** START OF RECORD LIST **

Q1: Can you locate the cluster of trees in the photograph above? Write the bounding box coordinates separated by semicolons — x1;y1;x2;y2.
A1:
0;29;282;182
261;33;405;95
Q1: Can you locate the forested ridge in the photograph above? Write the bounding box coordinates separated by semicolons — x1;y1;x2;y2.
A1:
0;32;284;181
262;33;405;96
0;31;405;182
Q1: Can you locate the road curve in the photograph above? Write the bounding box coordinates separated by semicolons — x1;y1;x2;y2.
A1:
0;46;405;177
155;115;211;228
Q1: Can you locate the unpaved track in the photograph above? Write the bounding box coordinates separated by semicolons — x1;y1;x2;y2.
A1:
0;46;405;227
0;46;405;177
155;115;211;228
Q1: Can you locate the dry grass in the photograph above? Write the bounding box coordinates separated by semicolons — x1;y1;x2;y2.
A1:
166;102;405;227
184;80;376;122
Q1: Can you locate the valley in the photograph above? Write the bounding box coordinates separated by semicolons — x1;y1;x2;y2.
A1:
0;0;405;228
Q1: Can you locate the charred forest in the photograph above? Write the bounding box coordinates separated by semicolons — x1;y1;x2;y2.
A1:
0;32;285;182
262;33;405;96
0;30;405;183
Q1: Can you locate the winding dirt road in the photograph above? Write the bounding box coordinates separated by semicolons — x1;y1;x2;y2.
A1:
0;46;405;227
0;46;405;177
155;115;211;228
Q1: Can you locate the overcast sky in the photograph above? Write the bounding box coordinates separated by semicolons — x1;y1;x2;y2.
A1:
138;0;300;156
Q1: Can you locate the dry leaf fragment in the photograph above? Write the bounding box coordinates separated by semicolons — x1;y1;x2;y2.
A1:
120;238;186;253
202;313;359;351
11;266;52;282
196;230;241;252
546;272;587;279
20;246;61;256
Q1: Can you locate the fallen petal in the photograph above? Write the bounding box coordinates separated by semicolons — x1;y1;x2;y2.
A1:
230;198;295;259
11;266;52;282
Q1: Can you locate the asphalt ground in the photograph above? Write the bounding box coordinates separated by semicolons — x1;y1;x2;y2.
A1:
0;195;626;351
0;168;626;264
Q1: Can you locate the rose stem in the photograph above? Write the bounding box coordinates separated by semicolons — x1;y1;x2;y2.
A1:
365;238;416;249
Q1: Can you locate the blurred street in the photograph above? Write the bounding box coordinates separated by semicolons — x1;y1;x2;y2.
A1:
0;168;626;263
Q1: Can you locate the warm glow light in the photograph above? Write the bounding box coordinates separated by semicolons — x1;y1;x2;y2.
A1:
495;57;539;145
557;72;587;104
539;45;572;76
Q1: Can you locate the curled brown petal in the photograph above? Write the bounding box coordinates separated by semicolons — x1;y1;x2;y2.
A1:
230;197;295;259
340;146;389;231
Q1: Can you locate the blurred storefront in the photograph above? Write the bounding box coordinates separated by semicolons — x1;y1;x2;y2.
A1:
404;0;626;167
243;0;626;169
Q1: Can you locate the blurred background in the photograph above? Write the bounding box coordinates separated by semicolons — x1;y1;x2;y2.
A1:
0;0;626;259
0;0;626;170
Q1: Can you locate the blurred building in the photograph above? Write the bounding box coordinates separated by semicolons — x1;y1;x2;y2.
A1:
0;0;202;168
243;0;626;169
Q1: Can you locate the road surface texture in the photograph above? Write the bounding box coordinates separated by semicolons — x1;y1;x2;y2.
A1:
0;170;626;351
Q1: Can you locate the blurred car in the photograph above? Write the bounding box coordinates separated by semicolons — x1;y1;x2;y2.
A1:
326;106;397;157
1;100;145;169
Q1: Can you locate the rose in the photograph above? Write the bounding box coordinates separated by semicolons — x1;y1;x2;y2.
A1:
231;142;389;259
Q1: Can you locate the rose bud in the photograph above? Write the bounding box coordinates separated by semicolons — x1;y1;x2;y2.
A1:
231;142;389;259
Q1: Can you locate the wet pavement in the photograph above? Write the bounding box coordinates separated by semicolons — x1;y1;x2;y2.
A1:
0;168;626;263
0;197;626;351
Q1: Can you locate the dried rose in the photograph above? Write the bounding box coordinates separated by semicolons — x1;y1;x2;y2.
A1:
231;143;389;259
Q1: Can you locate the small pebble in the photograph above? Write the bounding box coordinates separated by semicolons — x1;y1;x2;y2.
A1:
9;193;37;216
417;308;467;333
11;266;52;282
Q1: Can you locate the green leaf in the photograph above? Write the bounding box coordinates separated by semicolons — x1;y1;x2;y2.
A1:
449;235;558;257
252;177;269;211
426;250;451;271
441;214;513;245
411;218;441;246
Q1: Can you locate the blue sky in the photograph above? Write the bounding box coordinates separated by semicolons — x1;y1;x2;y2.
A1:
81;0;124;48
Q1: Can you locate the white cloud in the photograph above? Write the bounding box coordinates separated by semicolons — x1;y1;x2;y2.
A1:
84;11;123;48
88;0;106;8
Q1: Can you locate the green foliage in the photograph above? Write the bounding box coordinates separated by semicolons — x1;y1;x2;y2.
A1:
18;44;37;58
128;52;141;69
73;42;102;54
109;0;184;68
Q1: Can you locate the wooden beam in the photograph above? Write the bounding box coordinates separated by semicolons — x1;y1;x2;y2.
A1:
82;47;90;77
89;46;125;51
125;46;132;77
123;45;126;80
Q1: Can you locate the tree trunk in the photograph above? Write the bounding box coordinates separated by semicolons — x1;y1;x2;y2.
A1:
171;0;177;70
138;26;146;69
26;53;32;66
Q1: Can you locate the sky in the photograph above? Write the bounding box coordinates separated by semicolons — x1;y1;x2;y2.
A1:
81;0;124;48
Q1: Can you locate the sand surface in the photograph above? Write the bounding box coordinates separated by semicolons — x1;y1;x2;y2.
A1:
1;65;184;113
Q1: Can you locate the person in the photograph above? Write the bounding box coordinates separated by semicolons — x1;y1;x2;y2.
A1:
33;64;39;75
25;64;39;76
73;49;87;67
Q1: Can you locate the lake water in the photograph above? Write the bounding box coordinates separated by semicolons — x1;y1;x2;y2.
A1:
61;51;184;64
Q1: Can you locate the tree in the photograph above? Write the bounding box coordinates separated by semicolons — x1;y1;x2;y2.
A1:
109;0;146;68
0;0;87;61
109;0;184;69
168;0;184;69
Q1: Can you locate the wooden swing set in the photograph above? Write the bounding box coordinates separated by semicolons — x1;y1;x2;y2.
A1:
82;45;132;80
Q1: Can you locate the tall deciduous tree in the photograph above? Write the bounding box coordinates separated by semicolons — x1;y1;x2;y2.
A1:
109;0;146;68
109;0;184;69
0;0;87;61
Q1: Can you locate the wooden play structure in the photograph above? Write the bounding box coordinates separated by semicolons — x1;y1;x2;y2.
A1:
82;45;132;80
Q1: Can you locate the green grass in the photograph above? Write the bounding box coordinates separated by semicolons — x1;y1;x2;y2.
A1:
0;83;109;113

** END OF RECORD LIST **

PROBLEM DETAILS: Write the complete data out, exactly as above.

FULL OUTPUT:
Q1: Can you locate the cluster of trees in the photograph above? Write the bounding box coordinates separated by semicolons — x1;y1;x2;y2.
A1:
0;29;282;182
261;33;405;95
Q1: Can you locate the forested ridge in the photograph above? Write the bounding box coordinates separated by semicolons — x1;y1;x2;y2.
A1:
0;32;284;181
262;33;405;96
0;31;405;182
Q1: Can you locate the road curve in the photograph above? Write the bounding box coordinates separated by semicolons — x1;y1;x2;y2.
A1:
0;46;405;177
155;115;211;228
Q1: Can you locate the unpaved track in the photograph above? Write the bounding box coordinates separated by semicolons — x1;y1;x2;y2.
A1:
0;46;405;227
0;46;405;177
155;115;211;228
Q1: Can you locate the dry grass in the photograph above? Write the bounding box coordinates separated by semicolons — x1;y1;x2;y2.
A1:
166;102;405;227
184;80;376;122
Q1: Can you locate the valley in the photograph above? Write the bounding box coordinates separated by semicolons — x1;y1;x2;y2.
A1:
0;0;405;228
Q1: Can you locate the charred forest in the photograph above? Write the bounding box coordinates separated by semicolons — x1;y1;x2;y2.
A1:
0;32;285;182
262;33;405;96
0;30;405;183
Q1: Can you locate the winding dirt road in the photograph above? Write the bounding box coordinates separated by semicolons — x1;y1;x2;y2.
A1:
0;46;405;227
0;46;405;177
155;115;211;228
Q1: Can you locate the overcast sky in the photograph above? Write the bounding box coordinates separated by semicolons — x1;y1;x2;y2.
A1:
138;0;300;156
Q1: Can you locate the dry leaf fragment in the photograph above? Write the bounding box coordinates separated by semicolons — x1;y1;x2;y2.
A1:
120;238;186;253
202;313;359;351
11;266;52;282
196;230;241;252
546;272;587;279
20;246;61;256
Q1: Can you locate the fallen petal in the photograph above? Write the bounding box coordinates separated by semicolons — x1;y1;x2;y2.
A1:
230;198;295;259
11;266;52;282
Q1: Can you locate the asphalt ground in the photograph above? Write the bounding box coordinates separated by semicolons — x1;y1;x2;y2.
A1:
0;195;626;351
0;168;626;264
Q1: Can you locate the rose stem in the photograph above? Write the bounding box coordinates separated by semicolons — x1;y1;x2;y2.
A1:
365;238;416;249
Q1: Can you locate the blurred street in the photograph above? Write the bounding box coordinates separated by semicolons — x1;y1;x2;y2.
A1:
0;168;626;263
Q1: Can you locate the warm glow light in the photograph above? Write the bounding box coordinates separated by semicolons — x1;y1;x2;y2.
A1:
495;57;539;145
557;72;587;104
539;45;572;76
Q1: Can you locate the curled brown petal in the photograph above? Write the bounding box coordinates separated by semicolons — x1;y1;x2;y2.
A1:
230;197;295;259
340;146;389;231
Q1: Can you locate the blurred storefront in the photograph above? Write the bounding box coordinates separated by semicolons — x1;y1;x2;y2.
A1:
404;0;626;167
243;0;626;169
Q1: Can you locate the blurred background in the photograph above? Write the bounding box coordinates separated by semicolons — x1;y1;x2;y2.
A1:
0;0;626;259
0;0;626;170
Q1: Can you locate the blurred building in the photograph above? Write the bounding box coordinates separated by semicolons — x1;y1;x2;y2.
A1:
0;0;202;168
243;0;626;169
Q1: Can you locate the road surface texture in the photograph above? Write the bounding box coordinates separated by semicolons — x1;y1;x2;y2.
A1:
0;170;626;351
Q1: Can you locate the blurred car in the photograph above? Write the bounding box coordinates separated by semicolons — x1;y1;x2;y2.
A1:
326;106;397;157
1;100;145;169
Q1: Can you locate the rose in the photograph above? Write the bounding box coordinates separated by semicolons — x1;y1;x2;y2.
A1:
231;142;389;259
Q1: Can you locate the rose bud in the photograph above? Write the bounding box coordinates separated by semicolons — x1;y1;x2;y2.
A1:
231;142;389;259
Q1: Can you locate the wet pavement in the photograph above? Write the bounding box coordinates separated by semicolons — x1;y1;x2;y2.
A1:
0;168;626;263
0;197;626;351
Q1: Can you locate the dried rose in the photograph above? Write the bounding box coordinates separated by semicolons — x1;y1;x2;y2.
A1:
231;143;389;259
Q1: Can you locate the small pebble in the photograph above? Write the bounding box coordinates separated by semicolons — x1;y1;x2;y2.
A1:
9;193;37;216
417;308;467;333
11;266;52;282
Q1: Can you locate the green leaf in the photograph above? Write the bounding box coordinates separated by semicolons — x1;y1;x2;y2.
A1:
449;235;558;257
252;177;269;211
426;250;451;271
441;214;513;245
411;218;441;246
Q1: Can you locate the blue sky in the photograph above? Write the bounding box coordinates separated by semicolons — x1;y1;x2;y2.
A1:
81;0;124;48
Q1: Can you locate the white cloud in the photograph above? Write the bounding box coordinates separated by semicolons — x1;y1;x2;y2.
A1:
84;11;123;48
88;0;106;8
Q1: Can you locate the green foliage in the photograph above? Write the bounding box coordinates separated by semicolons — x1;y1;x2;y2.
A1:
18;44;37;58
128;52;141;69
73;42;102;54
109;0;184;68
Q1: Can you locate the wooden beam in the photograph above? Write the bounding box coordinates separated by semicolons — x1;y1;x2;y2.
A1:
82;47;90;77
89;46;125;51
125;46;132;77
123;45;126;80
Q1: Can you locate the tree trunk in the photograph above? Write the bounding box coordinates separated by semicolons — x1;y1;x2;y2.
A1:
171;0;177;70
138;26;146;69
26;53;32;66
Q1: Can you locate the sky in the photograph above? Write the bounding box coordinates separated by semicolons — x1;y1;x2;y2.
A1:
81;0;124;48
Q1: Can you locate the sand surface in the photograph above? Write the bounding box coordinates separated by semicolons — x1;y1;x2;y2.
A1:
1;65;184;113
Q1: Can you locate the person in the photograph above? Write the bounding box coordinates separated by semicolons — x1;y1;x2;y2.
A1:
33;64;39;75
25;64;39;76
73;49;87;67
Q1: Can you locate the lake water in the photograph above? Write the bounding box coordinates separated by semicolons — x1;y1;x2;y2.
A1:
61;51;184;64
Q1: Can you locate the tree in the photograph above? Write the bounding box coordinates separated by semicolons — x1;y1;x2;y2.
A1:
109;0;146;68
0;0;87;61
109;0;184;69
168;0;184;69
Q1: Can you locate the wooden swing set in the photograph above? Write the bounding box coordinates separated by semicolons — x1;y1;x2;y2.
A1:
82;45;132;80
Q1: Can you locate the tall deciduous tree in the photograph above? Write the bounding box coordinates separated by semicolons — x1;y1;x2;y2.
A1:
109;0;146;68
109;0;184;69
0;0;87;61
Q1: Can you locate the wooden play structure in the photograph above? Write the bounding box coordinates separated by semicolons — x1;y1;x2;y2.
A1:
82;45;132;80
Q1: Can you locate the green grass in the photograph above? Write the bounding box coordinates separated by semicolons — x1;y1;x2;y2.
A1:
0;83;109;113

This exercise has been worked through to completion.